## WHAT THE TASK REQUIRES:
Please count how many lines in the items below contain the string "mask", treating uppercase and lowercase as different, and reply with only that number.

## Records contained in a dataset:
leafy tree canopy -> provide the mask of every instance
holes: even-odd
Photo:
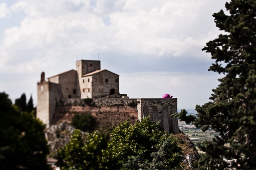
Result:
[[[59,151],[58,164],[63,170],[179,169],[181,151],[159,123],[146,118],[134,125],[120,123],[106,142],[96,132],[84,140],[76,130]]]
[[[226,34],[203,49],[215,61],[209,70],[225,76],[213,90],[212,101],[196,106],[194,124],[204,131],[210,127],[219,134],[201,145],[206,154],[199,161],[199,169],[255,169],[256,1],[231,0],[225,7],[229,15],[222,10],[213,16],[217,27]]]
[[[21,112],[7,94],[0,93],[0,169],[48,169],[44,128],[31,113]]]

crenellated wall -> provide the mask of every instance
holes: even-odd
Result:
[[[178,120],[171,116],[177,112],[176,98],[97,99],[86,103],[84,99],[62,99],[56,105],[52,124],[70,121],[75,113],[90,114],[100,126],[110,127],[130,118],[132,123],[144,117],[161,123],[168,133],[178,133]]]

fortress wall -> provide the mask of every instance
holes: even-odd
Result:
[[[171,116],[177,112],[177,98],[141,98],[138,107],[139,120],[149,115],[151,120],[161,123],[169,133],[179,132],[177,118]]]
[[[61,90],[59,84],[49,82],[49,123],[51,124],[52,121],[53,115],[55,112],[57,101],[62,96]]]
[[[85,104],[80,99],[61,100],[55,109],[53,123],[71,122],[75,114],[90,114],[96,118],[100,126],[110,128],[130,119],[132,123],[150,115],[150,119],[160,121],[168,133],[178,133],[178,120],[171,115],[177,112],[176,98],[98,99],[94,106]]]
[[[103,128],[110,128],[128,118],[130,118],[131,123],[134,124],[138,120],[137,106],[128,106],[131,101],[122,102],[121,100],[94,100],[94,106],[85,105],[81,102],[83,100],[81,99],[64,100],[64,103],[59,103],[56,108],[53,123],[63,121],[71,122],[74,114],[82,113],[89,114],[94,116],[99,123],[99,126]],[[131,100],[132,101],[134,100],[137,101]]]

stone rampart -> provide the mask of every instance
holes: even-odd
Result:
[[[134,124],[149,115],[168,133],[177,133],[177,119],[171,116],[177,112],[177,101],[176,98],[62,99],[56,104],[52,123],[70,122],[75,113],[87,113],[96,118],[100,126],[110,127],[128,118]]]

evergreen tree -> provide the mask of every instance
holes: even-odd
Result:
[[[95,132],[85,141],[76,130],[58,153],[61,169],[180,169],[182,149],[159,122],[148,118],[134,125],[129,120],[112,131],[110,140]]]
[[[28,102],[27,106],[27,111],[28,112],[31,112],[34,110],[34,104],[33,104],[33,98],[32,95],[30,96],[30,98]]]
[[[215,13],[216,26],[226,33],[203,49],[215,60],[209,70],[223,74],[212,101],[197,105],[194,124],[219,134],[202,143],[200,169],[256,169],[256,1],[231,0],[230,15]]]
[[[23,93],[20,98],[15,100],[15,104],[18,107],[20,110],[25,112],[27,110],[27,97],[26,94]]]
[[[31,114],[21,112],[0,93],[0,169],[47,170],[45,127]]]

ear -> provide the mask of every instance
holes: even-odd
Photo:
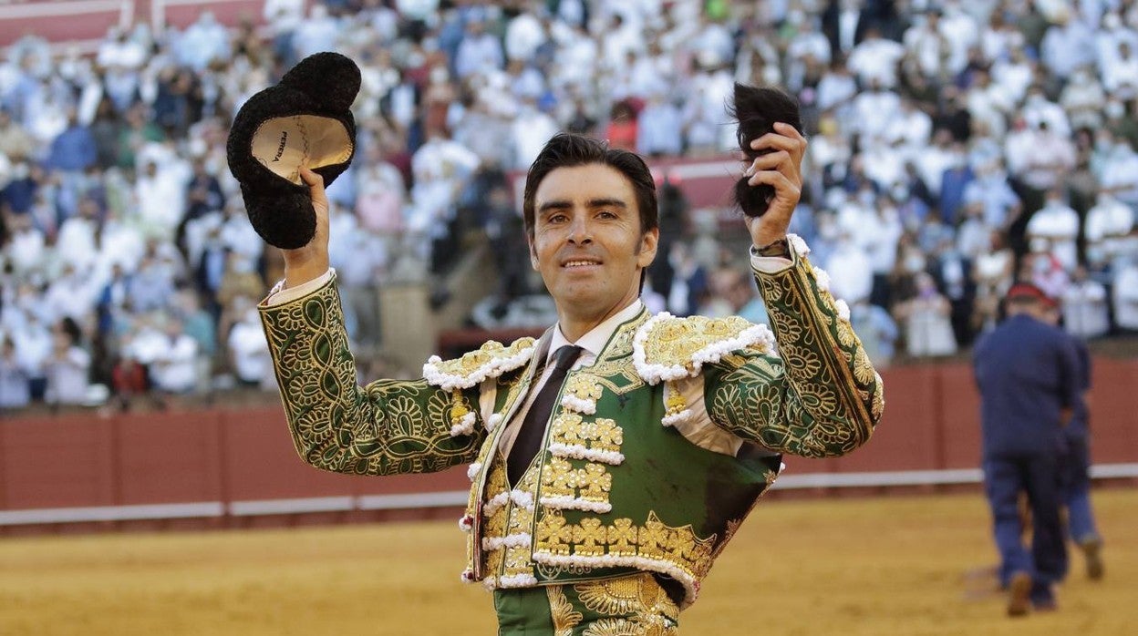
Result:
[[[648,267],[655,261],[655,249],[660,246],[660,229],[652,228],[644,236],[641,237],[640,253],[636,257],[636,264],[641,267]]]

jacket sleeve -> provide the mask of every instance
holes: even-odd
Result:
[[[397,474],[473,461],[485,437],[477,386],[446,391],[420,379],[361,387],[335,275],[259,309],[292,443],[310,465]]]
[[[754,272],[777,355],[748,348],[704,369],[711,421],[736,436],[792,455],[843,455],[869,439],[884,410],[881,377],[834,300],[828,278],[791,241],[789,267]]]

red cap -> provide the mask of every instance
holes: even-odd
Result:
[[[1012,288],[1007,290],[1007,296],[1005,298],[1007,298],[1008,300],[1013,298],[1032,298],[1034,300],[1042,303],[1048,307],[1059,306],[1058,302],[1055,298],[1052,298],[1042,289],[1039,289],[1038,287],[1031,284],[1030,282],[1017,282],[1013,284]]]

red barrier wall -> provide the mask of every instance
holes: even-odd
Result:
[[[1098,358],[1095,370],[1095,463],[1136,463],[1138,361]],[[787,457],[785,474],[979,466],[980,404],[966,364],[894,367],[883,377],[885,415],[871,443],[848,457]],[[462,468],[384,479],[308,468],[297,459],[279,406],[0,422],[0,513],[201,502],[220,502],[228,511],[233,502],[467,486]]]

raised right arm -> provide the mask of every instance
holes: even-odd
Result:
[[[284,287],[295,297],[259,307],[297,453],[321,470],[354,474],[431,472],[472,462],[485,437],[485,428],[473,426],[477,386],[448,393],[426,380],[357,383],[329,271],[323,179],[306,167],[300,177],[312,192],[316,231],[308,245],[282,250]]]
[[[335,273],[300,298],[262,305],[261,320],[292,443],[310,465],[398,474],[475,461],[485,437],[477,386],[456,408],[455,394],[426,380],[356,382]]]

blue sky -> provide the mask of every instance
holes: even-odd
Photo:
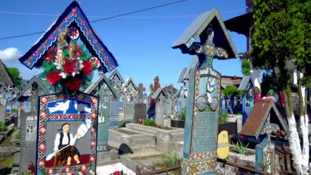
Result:
[[[98,16],[114,16],[174,1],[77,2],[89,16],[88,19],[94,20],[101,18]],[[58,17],[51,15],[60,15],[71,2],[68,0],[0,1],[0,21],[2,21],[0,38],[46,31]],[[214,8],[225,20],[245,13],[246,6],[245,0],[189,0],[92,23],[92,25],[118,61],[119,66],[117,69],[124,80],[131,77],[137,85],[143,83],[148,91],[149,84],[159,75],[161,86],[173,84],[179,88],[181,84],[176,81],[180,69],[188,65],[192,56],[171,47],[194,19],[193,15]],[[246,37],[234,32],[229,34],[238,52],[245,52]],[[8,66],[18,68],[24,79],[31,78],[41,71],[29,70],[18,60],[40,36],[0,40],[0,57]],[[8,50],[9,48],[17,50]],[[239,59],[215,60],[213,67],[223,75],[242,76]]]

## SOLVED PROBLEM:
11